> _TEXT BLOCK_:

Diving-related otological injuries: Initial assessment and management

Lyndon Nofz    Jemma Porrett    Nathan Yii    Nadine De Alwis   
doi: 10.31128/AJGP-01-20-5191   |    Download article
Cite this article    BIBTEX    REFER    RIS

Background

Scuba diving–related otological injuries comprise the majority of diving-related incidents that present to general practitioners (GPs). Correct diagnosis and management are key to prevent permanent hearing loss and vertigo.

Objective

The aim of this article is to increase awareness of the pathophysiology of otological diving injuries and provide an approach to initial assessment and treatment, as well as to highlight particular circumstances in which onward referral is required.

Discussion
Accurate diagnosis and treatment of diving-related otological injuries by GPs can have profound positive effects on a patient’s long-term outcomes. Complete otolaryngological assessment in those who have previously had a dive-related injury is critical to ensure patient safety prior to recommencing scuba diving.
 

Scuba diving, during which a diver uses a self-contained underwater breathing apparatus (scuba), is a popular recreational activity resulting in frequent presentations to the general practitioner (GP). Incorrect diagnosis and management of otological diving injuries can lead to significant morbidity including chronic vestibulopathy and hearing loss. As many patients present to the GP with diving-related concerns, it is pertinent that treating clinicians are aware of the common presentations, initial treatment and prevention of such injuries.

Epidemiology

Diving-related otological injuries account for 65–72% of all diving-related presentations to practitioners.1,2 Middle ear barotrauma (MEB) is most common, accounting for nearly 50% of presentations.2 Decompression sickness (DCS) is one of the most severe diving-related complications and has an Australian incidence rate of 10 per 100,000 dives.3 Inner ear DCS (IEDCS) is rare, with an estimated recreational diving incidence rate of 0.01–0.03%.4

Pathophysiology – A lesson in physics

Otological diving injuries occur as a result of the effect of ambient pressure changes on the ear structures. At sea level the atmospheric pressure is 1 atmosphere (atm). For every 10 m a diver descends below this level, the ambient pressure increases by 1 atm. For most purposes, atmospheric gas is made up of 21% oxygen and 79% nitrogen, similar to compressed gases found in a scuba tank.

Two important laws of physics govern the physiology associated with pressure changes during scuba diving. Boyle’s Law (P1V1 = P2V2) dictates that the pressure and volume of a gas at a constant temperature are inversely proportional. As the diver descends, ambient pressure increases. The middle ear, being an air-filled space, correspondingly reduces its volume by 50% in the first 10 m of descent (Figure 1). If equalisation does not occur, then a vacuum is created, placing pressure on the tympanic membrane and round and oval windows (the flexible walls of this space). This accounts for direct pressure–related ear injuries during diving.



AJGP-08-2020-Clinical-Nofz-Diving-Related-Otological-Injuries-Fig-1.jpg
Figure 1. Boyle’s law dictates that as pressure increases below the water surface, the volume of closed spaces decreases.

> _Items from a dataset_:

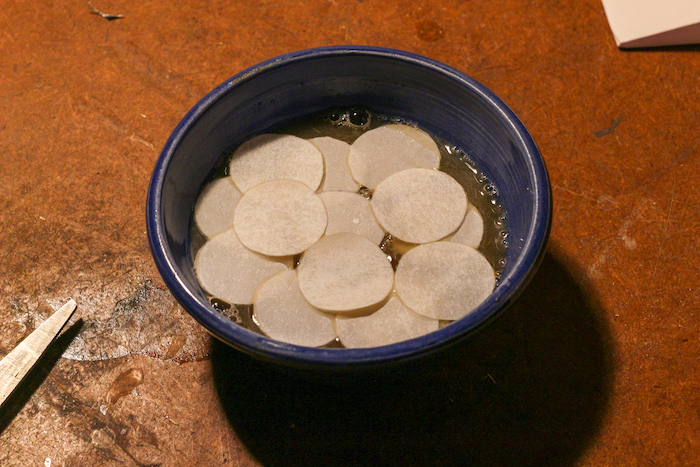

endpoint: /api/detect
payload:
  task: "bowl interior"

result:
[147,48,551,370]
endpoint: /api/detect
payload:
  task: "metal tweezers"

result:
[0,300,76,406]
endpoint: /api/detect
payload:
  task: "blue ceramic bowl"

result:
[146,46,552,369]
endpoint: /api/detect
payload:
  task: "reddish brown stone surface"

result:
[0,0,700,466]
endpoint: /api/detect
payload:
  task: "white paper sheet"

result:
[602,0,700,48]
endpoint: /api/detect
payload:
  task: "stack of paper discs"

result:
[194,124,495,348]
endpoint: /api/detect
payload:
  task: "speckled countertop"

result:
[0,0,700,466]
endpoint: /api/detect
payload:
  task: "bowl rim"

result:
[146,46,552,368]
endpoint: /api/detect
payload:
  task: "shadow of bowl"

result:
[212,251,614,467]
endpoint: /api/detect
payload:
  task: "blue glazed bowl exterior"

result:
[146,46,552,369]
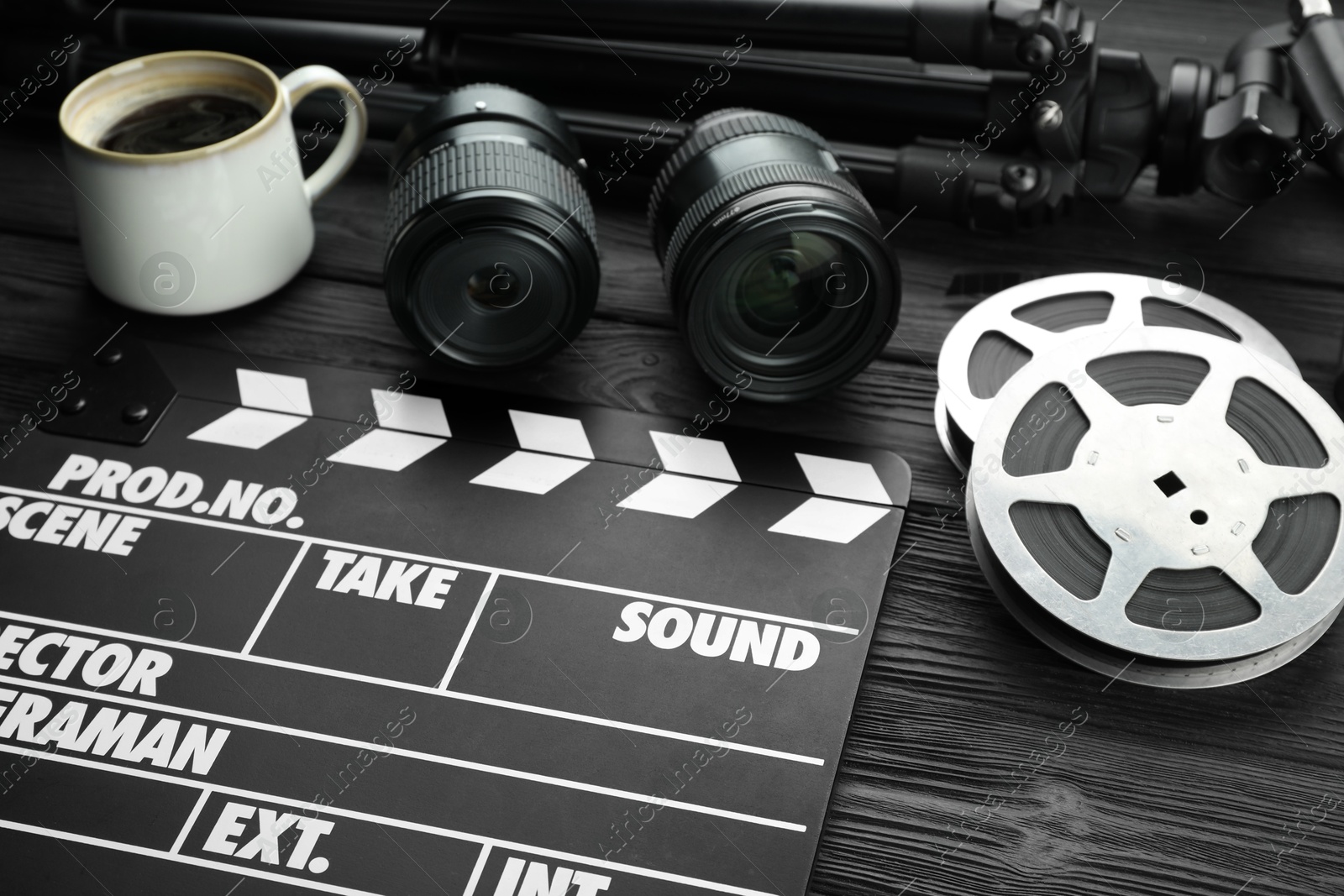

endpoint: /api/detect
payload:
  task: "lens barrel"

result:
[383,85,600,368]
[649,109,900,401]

> _WORK ITEM 1_:
According to the article on diving-related ear injuries, what is the incidence rate of decompression sickness in Australia?
> _WORK ITEM 2_:
Write out the article on diving-related ear injuries word for word, everything from "Scuba diving–related otological" down to "recommencing scuba diving.".
None of the material is needed here.

> _WRITTEN SOLUTION 1_:
10 per 100,000 dives

> _WRITTEN SOLUTION 2_:
Scuba diving–related otological injuries comprise the majority of diving-related incidents that present to general practitioners (GPs). Correct diagnosis and management are key to prevent permanent hearing loss and vertigo.

Objective

The aim of this article is to increase awareness of the pathophysiology of otological diving injuries and provide an approach to initial assessment and treatment, as well as to highlight particular circumstances in which onward referral is required.

Discussion
Accurate diagnosis and treatment of diving-related otological injuries by GPs can have profound positive effects on a patient’s long-term outcomes. Complete otolaryngological assessment in those who have previously had a dive-related injury is critical to ensure patient safety prior to recommencing scuba diving.